--- Records provided ---

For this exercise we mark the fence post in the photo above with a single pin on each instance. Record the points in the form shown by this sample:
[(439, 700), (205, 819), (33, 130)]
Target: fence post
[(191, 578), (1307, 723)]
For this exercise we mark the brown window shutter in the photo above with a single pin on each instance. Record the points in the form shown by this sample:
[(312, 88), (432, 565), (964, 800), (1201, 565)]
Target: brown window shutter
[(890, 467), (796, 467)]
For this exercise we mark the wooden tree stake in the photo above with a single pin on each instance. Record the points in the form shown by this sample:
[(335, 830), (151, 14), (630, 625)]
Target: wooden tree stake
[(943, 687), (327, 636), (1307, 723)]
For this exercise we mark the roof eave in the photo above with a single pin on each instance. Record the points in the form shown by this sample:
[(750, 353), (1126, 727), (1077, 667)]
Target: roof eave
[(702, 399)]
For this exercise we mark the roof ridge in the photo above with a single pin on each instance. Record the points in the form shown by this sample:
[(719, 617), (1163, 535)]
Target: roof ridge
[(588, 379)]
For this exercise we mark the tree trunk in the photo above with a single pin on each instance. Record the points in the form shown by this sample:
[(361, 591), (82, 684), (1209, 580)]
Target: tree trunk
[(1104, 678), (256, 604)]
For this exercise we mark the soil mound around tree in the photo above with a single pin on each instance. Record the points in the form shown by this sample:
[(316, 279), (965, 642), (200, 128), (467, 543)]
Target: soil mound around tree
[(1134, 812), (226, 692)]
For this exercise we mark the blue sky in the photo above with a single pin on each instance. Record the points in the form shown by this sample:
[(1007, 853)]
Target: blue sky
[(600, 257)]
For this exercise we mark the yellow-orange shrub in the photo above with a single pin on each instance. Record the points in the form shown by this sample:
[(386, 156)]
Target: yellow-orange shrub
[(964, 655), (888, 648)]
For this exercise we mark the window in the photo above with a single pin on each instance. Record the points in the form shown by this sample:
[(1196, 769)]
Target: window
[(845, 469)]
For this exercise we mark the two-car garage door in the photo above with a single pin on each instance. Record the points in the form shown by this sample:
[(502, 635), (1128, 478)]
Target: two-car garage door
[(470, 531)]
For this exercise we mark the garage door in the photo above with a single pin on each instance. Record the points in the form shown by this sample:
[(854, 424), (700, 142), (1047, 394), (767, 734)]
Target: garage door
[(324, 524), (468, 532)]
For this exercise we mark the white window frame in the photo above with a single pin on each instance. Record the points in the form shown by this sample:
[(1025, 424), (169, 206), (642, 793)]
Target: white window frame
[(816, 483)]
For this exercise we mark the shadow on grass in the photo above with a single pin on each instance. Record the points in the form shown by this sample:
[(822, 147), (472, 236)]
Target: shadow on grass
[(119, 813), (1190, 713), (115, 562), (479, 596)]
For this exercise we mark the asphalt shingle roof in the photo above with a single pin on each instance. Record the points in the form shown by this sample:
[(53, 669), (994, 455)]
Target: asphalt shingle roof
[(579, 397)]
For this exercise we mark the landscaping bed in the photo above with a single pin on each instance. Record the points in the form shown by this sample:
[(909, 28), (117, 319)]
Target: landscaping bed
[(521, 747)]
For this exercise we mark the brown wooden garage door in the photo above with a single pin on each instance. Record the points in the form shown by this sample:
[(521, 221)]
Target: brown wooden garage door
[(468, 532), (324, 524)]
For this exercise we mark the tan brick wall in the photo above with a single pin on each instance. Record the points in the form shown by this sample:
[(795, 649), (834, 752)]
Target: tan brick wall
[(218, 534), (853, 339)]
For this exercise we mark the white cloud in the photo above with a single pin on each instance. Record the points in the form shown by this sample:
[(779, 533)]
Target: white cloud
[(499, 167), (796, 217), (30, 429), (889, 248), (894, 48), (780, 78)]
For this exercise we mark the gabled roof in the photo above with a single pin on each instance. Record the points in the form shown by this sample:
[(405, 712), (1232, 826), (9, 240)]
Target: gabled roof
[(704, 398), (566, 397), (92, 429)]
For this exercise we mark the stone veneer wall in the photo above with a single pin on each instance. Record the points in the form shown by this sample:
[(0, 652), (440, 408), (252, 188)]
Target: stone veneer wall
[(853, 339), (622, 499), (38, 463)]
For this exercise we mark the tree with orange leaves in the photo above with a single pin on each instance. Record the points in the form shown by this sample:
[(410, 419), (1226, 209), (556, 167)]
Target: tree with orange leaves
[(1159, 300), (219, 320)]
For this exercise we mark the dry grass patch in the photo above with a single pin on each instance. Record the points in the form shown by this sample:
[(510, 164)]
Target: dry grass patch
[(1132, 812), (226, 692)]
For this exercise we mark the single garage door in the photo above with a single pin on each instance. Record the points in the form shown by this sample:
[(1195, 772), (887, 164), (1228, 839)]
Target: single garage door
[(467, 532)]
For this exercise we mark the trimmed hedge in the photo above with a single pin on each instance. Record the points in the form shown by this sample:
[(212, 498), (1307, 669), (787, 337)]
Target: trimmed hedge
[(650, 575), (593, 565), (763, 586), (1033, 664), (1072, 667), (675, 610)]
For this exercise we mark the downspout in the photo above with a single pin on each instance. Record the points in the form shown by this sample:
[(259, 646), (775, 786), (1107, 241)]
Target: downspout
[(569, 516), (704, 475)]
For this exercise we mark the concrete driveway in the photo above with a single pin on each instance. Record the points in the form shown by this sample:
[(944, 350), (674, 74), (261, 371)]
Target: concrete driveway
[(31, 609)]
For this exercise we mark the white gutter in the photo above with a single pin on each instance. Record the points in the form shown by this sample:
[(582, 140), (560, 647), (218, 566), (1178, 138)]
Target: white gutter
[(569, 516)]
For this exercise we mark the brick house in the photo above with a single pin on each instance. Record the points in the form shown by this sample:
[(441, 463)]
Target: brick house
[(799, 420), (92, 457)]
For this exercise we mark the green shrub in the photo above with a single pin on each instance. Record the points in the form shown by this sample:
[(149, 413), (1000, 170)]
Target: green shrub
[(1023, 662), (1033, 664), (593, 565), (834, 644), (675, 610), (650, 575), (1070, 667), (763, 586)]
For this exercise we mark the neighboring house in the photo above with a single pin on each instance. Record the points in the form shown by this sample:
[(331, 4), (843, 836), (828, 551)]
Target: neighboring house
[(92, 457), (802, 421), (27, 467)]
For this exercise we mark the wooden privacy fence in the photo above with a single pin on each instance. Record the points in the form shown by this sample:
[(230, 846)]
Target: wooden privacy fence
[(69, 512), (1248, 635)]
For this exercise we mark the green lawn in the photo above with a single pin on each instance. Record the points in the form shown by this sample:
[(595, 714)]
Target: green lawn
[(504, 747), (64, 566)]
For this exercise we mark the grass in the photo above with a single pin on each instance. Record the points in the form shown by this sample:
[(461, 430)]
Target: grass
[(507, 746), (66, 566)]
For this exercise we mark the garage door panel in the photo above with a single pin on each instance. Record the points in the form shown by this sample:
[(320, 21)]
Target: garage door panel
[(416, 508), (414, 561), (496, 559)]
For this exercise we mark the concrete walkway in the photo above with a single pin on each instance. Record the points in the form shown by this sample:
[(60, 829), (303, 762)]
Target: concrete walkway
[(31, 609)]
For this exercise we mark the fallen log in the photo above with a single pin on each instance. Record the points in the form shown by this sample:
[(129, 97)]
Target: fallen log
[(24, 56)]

---

▸ **Set exercise**: Copy all of the records above, replacing every "single pin" with "single dot" and keeping everything else the same.

▸ **Result**:
For this exercise we mark the fence post in the photo above with a single dot on each instance. Record the points in the form shown by this sample:
[(439, 700), (205, 819), (33, 130)]
Target: fence post
[(191, 578), (1307, 723)]
For this exercise we mark the brown window shutter in the photo above with a single dot on each instance. Record the points in the form shown by this sample:
[(312, 88), (432, 565), (964, 800), (1201, 565)]
Target: brown window shutter
[(890, 467), (796, 467)]
For this exercise we mark the wooden tree stake in the photo above with a single dot on each instance. Record the points in the form shown by this sample:
[(335, 830), (151, 14), (630, 625)]
Target: wooden tree stake
[(943, 687), (327, 636), (1307, 723)]
For this exercise we mark the roof eave in the photo above with a single dot on each instance. Record the points in the form shown by this sample:
[(750, 353), (1126, 727), (1077, 667)]
Target: roof eave
[(702, 399)]
For this exercise we mark the roof ridge in the photo above with a single dot on each instance. Record the points in the form shown by this sample:
[(719, 617), (1163, 535)]
Target: roof ridge
[(588, 379)]
For this exercise we mark the tree trunk in the photo above with a single dot on each instance. Record the points in the form shown by this sample:
[(361, 591), (82, 684), (1209, 580)]
Target: tree trunk
[(1104, 678), (256, 604)]
For this exercise we mark the soil mound around tree in the photo above with a single dot on each instance. Record the points in the form shown by this sample:
[(316, 279), (965, 642), (200, 128), (467, 543)]
Target: soil mound around tree
[(1134, 812), (226, 692)]
For this exercise we mark the blue sky in the photo above with a single dot on each instance. Record the points in the form shown by this sample:
[(1007, 853)]
Target: blue sky
[(600, 257)]
For this exercise we mark the yellow-orange shrub in the photo above with a single dot on each instance. Record the points in the form shown by this sample:
[(386, 156)]
Target: yellow-orange shrub
[(964, 655), (888, 648)]
For this exercise we mark the window in the photo above with a single dot on each instance. Record the points in the form shown by this sample:
[(1196, 769)]
Target: window
[(845, 469)]
For this exercise we mark the two-car garage door in the photo above with a single dot on each instance. Record the points in the form shown by this sample:
[(502, 635), (1128, 478)]
Target: two-car garage door
[(470, 531)]
For this exercise we mark the garage door in the photo above with a single dot on each instance. Record the points in the form shown by this sample:
[(854, 424), (700, 142), (1047, 394), (767, 734)]
Target: garage door
[(324, 524), (468, 532)]
For this exercise we mark the white window frame in the photo above with a single dot on each instance. Record the points in the form shown by this sample:
[(1025, 424), (169, 206), (642, 793)]
Target: white window frame
[(816, 483)]
For this exercise we mark the shadow on grass in the photo above with a single dot on each instance. Record the points in the form shown by this sample:
[(822, 147), (472, 236)]
Target: shadow on grass
[(119, 813), (1190, 713), (115, 562), (479, 596)]
For this exercise we mark the asphalt shingle roof in the photo above with a single dot on each instance. Record the points in the form shown by this sample:
[(53, 669), (994, 455)]
Target: asphalt shingle roof
[(579, 397)]
For this exercise we mark the landscaping bed in the photo above with a single dot on each instance. Record the points in the form shown by this sample:
[(909, 28), (117, 319)]
Target: landscaping bed
[(521, 747)]
For this exercise we mark the brown wooden garage door in the photo above with a single dot on each instance. Record the points in the form shown by this sample:
[(521, 221)]
Target: brown wooden garage door
[(468, 532), (324, 524)]
For this exercise we mark the tan brick wall in the photo above with a single dot on each instance. Record the points in the form shown by this sample:
[(795, 649), (834, 752)]
Target: tan brick wall
[(218, 534), (853, 339)]
For this exercise we mark the white cloud in the photo above with a single dot on each instance. Record the points in the form shown by this sample:
[(779, 533)]
Target: white cloud
[(499, 167), (796, 217), (30, 429), (889, 248), (894, 48), (780, 78)]
For this exercise we mark the gabled roof in the photo above with a single dot on each instance. Record the points in the form shown by this sample:
[(405, 712), (1232, 826), (9, 240)]
Target: gabled roof
[(704, 398), (566, 397), (92, 429)]
For this exercise we mark the stone veneer wall in the photo above with a single dot on each instance. Record the points in the form shown by this sample:
[(0, 652), (440, 408), (252, 188)]
Target: stone veneer wall
[(853, 339), (622, 499), (38, 463)]
For this exercise we mark the tree with orange leaves in the photo above with a single dot on each instance. Record the points in the form shown by this sample:
[(410, 419), (1226, 209), (556, 167)]
Target: tree with orange leaves
[(1159, 300), (219, 320)]
For this exercise we mark the dry grass patch in the photo above with a single dot on each instance. Record the points in the form shown by this sample:
[(510, 164)]
Target: dry grass patch
[(1132, 812), (226, 692)]
For this exercise we mark the single garage door in the photo above with a single dot on each instance. Record the points in the form shown by this sample:
[(1195, 772), (887, 164), (1228, 839)]
Target: single garage door
[(467, 532)]
For this exercise we mark the trimmed hedge in the photo above with a single dot on each instance. Record the points in the form shown by this sample:
[(212, 498), (1307, 669), (787, 337)]
Target: trimmed hedge
[(650, 575), (593, 565), (763, 586), (1033, 664), (1072, 667), (675, 610)]
For this exercise we mark the downspout in the photo above with a single dot on each instance. Record the points in the form shown by this sample:
[(259, 646), (775, 786), (1107, 241)]
Target: downspout
[(569, 516), (704, 475)]
For this exercise we mark the concrete driveway in the photo above with a single dot on each instance. Record the points in the form shown by this sample:
[(944, 350), (674, 74), (261, 371)]
Target: concrete driveway
[(31, 609)]
For this exercise we mark the white gutter in the photo above with a single dot on each instance. Record the points in the form shown by this sample:
[(582, 140), (560, 647), (218, 566), (1178, 138)]
Target: white gutter
[(569, 516)]
For this exercise we mark the brick house in the photo above with a single dot on each instance. Record the points in the form shown by this sample:
[(441, 463)]
Target: brick house
[(799, 420), (92, 457)]
For this exercise we mark the green shrub in the photo above with a single dot on each instance. Record the points in the form shown by this sample:
[(149, 413), (1000, 170)]
Target: green shrub
[(1023, 662), (1033, 664), (593, 565), (834, 644), (675, 610), (650, 575), (1070, 667), (763, 586)]
For this exercise we mark the neighboring house in the photo above with a single dot on each instance. Record the points in the form shown by this sample:
[(331, 4), (843, 836), (828, 551)]
Target: neighboring house
[(92, 457), (802, 421), (27, 467)]
For this exercise we mark the wooden privacy fence in the photo above with a single dot on each instance. Record the points in the form shown by this sample:
[(230, 846)]
Target: wooden privacy fence
[(69, 512), (1248, 635)]
For this exercise we mark the green lawn in the photo above with a single dot on each instance. Record the points in the form shown by this sample:
[(595, 714)]
Target: green lawn
[(504, 747), (64, 566)]
For this exercise we mark the grass in the photo above with a single dot on each instance. Record the points in the form shown by this sample:
[(461, 430)]
Target: grass
[(507, 746), (66, 566)]
For this exercise we mark the garage door panel in the photo above with a single dot on each instance. Record the points in the form shown by this sample:
[(320, 21)]
Target: garage door panel
[(416, 508), (414, 561), (496, 559)]
For this exercise we mark the concrete walkway in the photo above with a single dot on each instance. Record the points in the form shown by this sample:
[(60, 829), (303, 762)]
Target: concrete walkway
[(31, 609)]
For this exercise we mark the fallen log in the photo above with a single dot on each instance. Record the points in the form shown by this sample:
[(129, 97)]
Target: fallen log
[(24, 56)]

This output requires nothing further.